Return each line of the entries that mentions the word "stone".

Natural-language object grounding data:
============

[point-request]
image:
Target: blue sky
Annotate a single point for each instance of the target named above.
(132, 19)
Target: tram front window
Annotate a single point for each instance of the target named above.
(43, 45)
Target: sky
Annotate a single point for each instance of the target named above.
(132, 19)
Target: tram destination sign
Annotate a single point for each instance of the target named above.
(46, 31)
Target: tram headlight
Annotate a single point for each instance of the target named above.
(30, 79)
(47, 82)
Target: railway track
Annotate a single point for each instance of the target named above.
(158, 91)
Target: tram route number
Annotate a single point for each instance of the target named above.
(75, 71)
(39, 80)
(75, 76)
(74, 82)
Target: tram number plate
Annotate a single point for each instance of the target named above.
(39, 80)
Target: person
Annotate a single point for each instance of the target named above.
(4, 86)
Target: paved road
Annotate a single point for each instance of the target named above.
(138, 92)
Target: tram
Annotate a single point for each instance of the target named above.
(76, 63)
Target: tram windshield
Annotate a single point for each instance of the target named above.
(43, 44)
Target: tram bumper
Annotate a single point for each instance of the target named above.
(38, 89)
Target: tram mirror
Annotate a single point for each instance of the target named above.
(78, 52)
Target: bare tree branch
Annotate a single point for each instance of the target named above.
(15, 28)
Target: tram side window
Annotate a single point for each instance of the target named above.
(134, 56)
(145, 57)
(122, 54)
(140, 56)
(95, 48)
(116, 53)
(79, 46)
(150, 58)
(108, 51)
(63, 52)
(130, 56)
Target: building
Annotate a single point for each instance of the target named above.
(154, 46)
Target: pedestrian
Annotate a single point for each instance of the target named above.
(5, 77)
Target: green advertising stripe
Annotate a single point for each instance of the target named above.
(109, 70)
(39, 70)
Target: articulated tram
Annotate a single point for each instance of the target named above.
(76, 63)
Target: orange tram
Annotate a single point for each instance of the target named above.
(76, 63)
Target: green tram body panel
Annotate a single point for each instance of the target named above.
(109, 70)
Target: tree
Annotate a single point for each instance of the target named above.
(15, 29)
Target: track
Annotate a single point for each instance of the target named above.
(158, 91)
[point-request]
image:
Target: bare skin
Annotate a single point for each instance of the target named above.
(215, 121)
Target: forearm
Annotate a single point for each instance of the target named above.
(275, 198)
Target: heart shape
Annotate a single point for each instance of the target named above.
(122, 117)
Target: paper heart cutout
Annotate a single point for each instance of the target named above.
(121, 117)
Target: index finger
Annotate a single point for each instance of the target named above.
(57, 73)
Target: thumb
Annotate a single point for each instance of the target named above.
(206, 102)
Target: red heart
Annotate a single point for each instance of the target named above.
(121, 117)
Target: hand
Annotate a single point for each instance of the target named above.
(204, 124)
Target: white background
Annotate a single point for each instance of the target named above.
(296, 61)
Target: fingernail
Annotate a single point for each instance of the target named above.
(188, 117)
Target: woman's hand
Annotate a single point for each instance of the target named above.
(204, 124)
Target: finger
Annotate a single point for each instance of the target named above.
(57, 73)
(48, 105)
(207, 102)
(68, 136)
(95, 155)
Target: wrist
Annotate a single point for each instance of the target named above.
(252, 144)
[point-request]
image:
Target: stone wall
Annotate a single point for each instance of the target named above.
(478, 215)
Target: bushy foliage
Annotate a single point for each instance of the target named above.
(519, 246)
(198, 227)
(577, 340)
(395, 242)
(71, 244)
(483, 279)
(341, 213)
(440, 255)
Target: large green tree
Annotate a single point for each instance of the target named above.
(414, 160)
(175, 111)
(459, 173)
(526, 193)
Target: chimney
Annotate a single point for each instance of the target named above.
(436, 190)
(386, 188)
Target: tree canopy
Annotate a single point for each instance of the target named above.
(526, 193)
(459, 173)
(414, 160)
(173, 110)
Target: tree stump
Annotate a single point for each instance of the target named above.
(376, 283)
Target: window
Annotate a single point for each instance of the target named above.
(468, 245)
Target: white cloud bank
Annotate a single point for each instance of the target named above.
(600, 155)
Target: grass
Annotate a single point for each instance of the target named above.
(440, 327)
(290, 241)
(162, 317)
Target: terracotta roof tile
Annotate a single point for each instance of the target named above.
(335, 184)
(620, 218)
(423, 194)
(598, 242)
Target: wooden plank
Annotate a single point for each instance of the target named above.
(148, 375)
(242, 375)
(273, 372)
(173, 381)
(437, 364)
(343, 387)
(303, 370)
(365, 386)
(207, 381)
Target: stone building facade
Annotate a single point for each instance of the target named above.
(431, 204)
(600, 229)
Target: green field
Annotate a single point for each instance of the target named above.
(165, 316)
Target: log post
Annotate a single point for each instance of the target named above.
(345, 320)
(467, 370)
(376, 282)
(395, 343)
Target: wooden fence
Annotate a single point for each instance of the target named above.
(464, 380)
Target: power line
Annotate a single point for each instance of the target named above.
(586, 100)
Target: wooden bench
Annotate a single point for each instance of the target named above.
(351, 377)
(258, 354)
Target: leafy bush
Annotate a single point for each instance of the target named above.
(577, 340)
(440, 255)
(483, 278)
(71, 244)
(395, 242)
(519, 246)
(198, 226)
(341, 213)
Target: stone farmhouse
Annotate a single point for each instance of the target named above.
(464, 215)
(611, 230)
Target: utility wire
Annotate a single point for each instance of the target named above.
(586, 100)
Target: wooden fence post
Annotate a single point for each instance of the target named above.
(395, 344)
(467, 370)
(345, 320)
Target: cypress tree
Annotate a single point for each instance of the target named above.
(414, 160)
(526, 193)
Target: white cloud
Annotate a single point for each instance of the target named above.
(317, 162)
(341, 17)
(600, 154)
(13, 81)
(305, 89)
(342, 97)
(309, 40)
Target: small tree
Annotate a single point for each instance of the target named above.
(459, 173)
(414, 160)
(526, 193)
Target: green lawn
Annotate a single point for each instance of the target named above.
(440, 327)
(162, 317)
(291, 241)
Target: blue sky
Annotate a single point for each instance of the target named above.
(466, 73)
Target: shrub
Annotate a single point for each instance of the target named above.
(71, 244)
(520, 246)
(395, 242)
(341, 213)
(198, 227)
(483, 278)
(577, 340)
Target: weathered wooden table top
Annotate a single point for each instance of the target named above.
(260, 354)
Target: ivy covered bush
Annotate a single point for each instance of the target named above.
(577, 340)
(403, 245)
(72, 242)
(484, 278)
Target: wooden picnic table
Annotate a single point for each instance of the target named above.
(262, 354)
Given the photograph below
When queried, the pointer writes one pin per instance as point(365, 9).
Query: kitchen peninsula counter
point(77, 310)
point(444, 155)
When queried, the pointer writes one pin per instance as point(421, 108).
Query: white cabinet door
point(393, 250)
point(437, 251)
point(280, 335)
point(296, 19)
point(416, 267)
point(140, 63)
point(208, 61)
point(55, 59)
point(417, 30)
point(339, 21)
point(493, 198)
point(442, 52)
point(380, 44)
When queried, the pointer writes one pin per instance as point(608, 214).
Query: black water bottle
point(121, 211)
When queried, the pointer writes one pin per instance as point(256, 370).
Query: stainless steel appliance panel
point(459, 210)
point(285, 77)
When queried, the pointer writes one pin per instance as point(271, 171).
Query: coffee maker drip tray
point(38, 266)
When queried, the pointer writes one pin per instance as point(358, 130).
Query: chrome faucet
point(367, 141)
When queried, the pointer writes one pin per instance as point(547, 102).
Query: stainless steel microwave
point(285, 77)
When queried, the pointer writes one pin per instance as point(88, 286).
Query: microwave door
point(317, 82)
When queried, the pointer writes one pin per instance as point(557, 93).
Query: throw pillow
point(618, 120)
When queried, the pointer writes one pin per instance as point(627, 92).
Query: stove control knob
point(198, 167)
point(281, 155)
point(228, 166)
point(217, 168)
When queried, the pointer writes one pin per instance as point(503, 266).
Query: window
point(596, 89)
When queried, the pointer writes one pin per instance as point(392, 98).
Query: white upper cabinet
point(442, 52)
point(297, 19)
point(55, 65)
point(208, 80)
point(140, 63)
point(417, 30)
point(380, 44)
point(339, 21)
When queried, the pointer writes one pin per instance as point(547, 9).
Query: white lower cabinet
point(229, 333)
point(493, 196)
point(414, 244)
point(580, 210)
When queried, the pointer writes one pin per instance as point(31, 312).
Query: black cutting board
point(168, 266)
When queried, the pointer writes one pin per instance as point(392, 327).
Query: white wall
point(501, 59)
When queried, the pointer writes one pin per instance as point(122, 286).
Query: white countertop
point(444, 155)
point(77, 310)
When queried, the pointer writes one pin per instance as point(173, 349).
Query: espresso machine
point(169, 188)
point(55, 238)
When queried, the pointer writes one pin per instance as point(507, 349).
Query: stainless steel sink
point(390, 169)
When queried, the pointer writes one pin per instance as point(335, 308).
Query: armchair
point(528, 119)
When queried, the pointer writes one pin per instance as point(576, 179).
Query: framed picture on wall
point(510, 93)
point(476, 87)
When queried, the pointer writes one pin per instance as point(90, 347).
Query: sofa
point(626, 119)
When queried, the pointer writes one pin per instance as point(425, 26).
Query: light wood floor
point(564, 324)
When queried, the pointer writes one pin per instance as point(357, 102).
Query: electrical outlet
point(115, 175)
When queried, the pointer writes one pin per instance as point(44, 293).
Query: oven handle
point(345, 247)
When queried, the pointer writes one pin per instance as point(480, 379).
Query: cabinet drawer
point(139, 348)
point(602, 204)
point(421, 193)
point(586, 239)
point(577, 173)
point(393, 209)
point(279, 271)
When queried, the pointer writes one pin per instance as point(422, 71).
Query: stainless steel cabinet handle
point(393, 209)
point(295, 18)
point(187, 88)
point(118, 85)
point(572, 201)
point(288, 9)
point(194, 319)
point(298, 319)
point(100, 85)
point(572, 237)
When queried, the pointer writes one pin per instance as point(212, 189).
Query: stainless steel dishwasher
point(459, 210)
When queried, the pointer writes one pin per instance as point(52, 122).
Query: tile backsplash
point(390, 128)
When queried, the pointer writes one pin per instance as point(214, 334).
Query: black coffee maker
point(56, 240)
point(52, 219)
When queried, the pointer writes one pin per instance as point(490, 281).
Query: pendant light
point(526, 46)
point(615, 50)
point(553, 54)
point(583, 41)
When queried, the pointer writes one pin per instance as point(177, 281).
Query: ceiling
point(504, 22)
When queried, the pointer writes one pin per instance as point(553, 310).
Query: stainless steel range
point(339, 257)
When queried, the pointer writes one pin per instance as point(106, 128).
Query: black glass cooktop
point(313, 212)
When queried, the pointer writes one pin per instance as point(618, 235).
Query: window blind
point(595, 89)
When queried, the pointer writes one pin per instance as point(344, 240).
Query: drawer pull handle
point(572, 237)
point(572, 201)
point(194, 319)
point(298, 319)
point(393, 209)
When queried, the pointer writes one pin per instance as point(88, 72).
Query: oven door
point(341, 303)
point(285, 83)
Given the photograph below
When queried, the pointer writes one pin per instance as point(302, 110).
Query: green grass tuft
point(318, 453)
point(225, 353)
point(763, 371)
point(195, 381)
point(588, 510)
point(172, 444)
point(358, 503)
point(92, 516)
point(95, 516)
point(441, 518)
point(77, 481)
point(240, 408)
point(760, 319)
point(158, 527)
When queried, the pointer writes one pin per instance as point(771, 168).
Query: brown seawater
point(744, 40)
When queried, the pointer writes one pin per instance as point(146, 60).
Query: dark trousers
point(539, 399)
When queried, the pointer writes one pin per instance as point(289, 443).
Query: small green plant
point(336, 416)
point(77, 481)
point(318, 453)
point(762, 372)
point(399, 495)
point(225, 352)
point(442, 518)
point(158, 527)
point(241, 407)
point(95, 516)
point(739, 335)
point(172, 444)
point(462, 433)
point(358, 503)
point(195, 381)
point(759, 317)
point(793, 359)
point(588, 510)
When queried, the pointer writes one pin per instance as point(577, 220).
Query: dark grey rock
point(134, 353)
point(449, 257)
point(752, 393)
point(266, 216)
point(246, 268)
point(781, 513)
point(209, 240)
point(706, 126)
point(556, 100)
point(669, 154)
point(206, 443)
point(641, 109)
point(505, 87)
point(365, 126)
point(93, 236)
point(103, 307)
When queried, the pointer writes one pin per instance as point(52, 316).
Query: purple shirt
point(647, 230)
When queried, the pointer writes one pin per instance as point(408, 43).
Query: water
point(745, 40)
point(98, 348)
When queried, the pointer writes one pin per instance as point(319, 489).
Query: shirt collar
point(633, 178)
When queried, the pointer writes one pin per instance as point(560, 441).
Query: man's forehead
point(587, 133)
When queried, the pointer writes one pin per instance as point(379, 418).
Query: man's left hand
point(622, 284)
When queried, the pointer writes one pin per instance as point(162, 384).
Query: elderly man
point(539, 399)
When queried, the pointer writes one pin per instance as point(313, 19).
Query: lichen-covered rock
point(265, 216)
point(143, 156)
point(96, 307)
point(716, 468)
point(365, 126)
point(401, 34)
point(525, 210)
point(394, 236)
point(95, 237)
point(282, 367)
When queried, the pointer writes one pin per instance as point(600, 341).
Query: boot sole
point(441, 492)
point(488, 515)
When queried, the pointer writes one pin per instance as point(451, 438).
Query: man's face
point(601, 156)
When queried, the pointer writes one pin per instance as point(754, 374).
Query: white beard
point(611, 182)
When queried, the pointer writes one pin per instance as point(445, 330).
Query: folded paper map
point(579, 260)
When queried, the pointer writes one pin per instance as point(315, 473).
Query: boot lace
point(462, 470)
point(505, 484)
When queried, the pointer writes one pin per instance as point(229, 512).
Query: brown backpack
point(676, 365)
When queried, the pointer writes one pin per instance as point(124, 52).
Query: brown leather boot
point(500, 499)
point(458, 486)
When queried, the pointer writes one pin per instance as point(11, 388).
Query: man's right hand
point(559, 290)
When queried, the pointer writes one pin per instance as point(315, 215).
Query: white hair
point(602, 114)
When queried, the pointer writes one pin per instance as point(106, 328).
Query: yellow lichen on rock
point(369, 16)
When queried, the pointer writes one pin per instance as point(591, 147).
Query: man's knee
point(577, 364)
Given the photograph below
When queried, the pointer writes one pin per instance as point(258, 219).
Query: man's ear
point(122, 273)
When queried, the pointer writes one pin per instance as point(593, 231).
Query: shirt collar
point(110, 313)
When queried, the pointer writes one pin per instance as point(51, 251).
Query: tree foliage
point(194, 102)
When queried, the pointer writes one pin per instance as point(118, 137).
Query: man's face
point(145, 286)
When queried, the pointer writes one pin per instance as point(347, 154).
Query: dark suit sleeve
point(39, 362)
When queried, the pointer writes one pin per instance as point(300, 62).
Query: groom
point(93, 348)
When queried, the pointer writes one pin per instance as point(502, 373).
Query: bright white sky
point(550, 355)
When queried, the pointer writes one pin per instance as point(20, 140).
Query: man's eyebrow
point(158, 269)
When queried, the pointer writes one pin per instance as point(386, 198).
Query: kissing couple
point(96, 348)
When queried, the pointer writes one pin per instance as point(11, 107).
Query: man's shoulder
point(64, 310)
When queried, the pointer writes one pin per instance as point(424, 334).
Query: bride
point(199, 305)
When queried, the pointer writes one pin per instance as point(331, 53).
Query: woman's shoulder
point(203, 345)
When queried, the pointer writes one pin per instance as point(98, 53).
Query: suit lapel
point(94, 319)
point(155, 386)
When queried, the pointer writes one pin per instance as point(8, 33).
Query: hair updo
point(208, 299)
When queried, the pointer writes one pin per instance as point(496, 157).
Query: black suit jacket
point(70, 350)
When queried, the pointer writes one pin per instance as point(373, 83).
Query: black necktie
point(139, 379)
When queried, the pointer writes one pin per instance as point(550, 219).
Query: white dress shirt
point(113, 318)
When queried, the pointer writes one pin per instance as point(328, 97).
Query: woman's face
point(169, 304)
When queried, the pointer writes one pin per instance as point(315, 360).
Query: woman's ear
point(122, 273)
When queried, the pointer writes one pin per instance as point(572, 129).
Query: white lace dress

============

= Problem solution =
Target: stone wall
Target: stone building facade
Target: stone farmhouse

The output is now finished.